[Start of section]

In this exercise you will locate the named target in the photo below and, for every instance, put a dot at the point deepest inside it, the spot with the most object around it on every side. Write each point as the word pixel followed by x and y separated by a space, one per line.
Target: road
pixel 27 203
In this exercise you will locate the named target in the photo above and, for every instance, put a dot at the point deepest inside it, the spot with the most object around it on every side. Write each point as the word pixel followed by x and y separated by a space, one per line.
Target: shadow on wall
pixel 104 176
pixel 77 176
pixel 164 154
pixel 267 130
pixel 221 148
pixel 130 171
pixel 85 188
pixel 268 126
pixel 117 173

[End of section]
[Start of section]

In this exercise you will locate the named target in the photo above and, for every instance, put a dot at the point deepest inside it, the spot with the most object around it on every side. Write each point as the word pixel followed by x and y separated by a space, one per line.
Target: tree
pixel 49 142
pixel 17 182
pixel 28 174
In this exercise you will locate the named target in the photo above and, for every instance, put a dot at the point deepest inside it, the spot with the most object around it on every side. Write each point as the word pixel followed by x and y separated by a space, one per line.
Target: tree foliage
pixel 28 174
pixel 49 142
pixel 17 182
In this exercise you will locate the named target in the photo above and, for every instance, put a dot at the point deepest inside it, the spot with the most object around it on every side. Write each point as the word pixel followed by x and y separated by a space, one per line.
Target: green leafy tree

[End of section]

(Your task) Retype word for word everything in the listing above from the line that holds "Target: tree foliage" down to the line that holds "Target: green leafy tree". Keep both end lines and leave out the rest.

(Answer for this exercise)
Target: tree foliage
pixel 28 174
pixel 49 142
pixel 17 182
In this exercise you will locate the named target in the photo above and, for every instance, put a dot at the point deepest inside it, the spot with the most object around it on every side. Write each point as the word pixel followed by x and y separated by a space, one per line.
Target: green leafy tree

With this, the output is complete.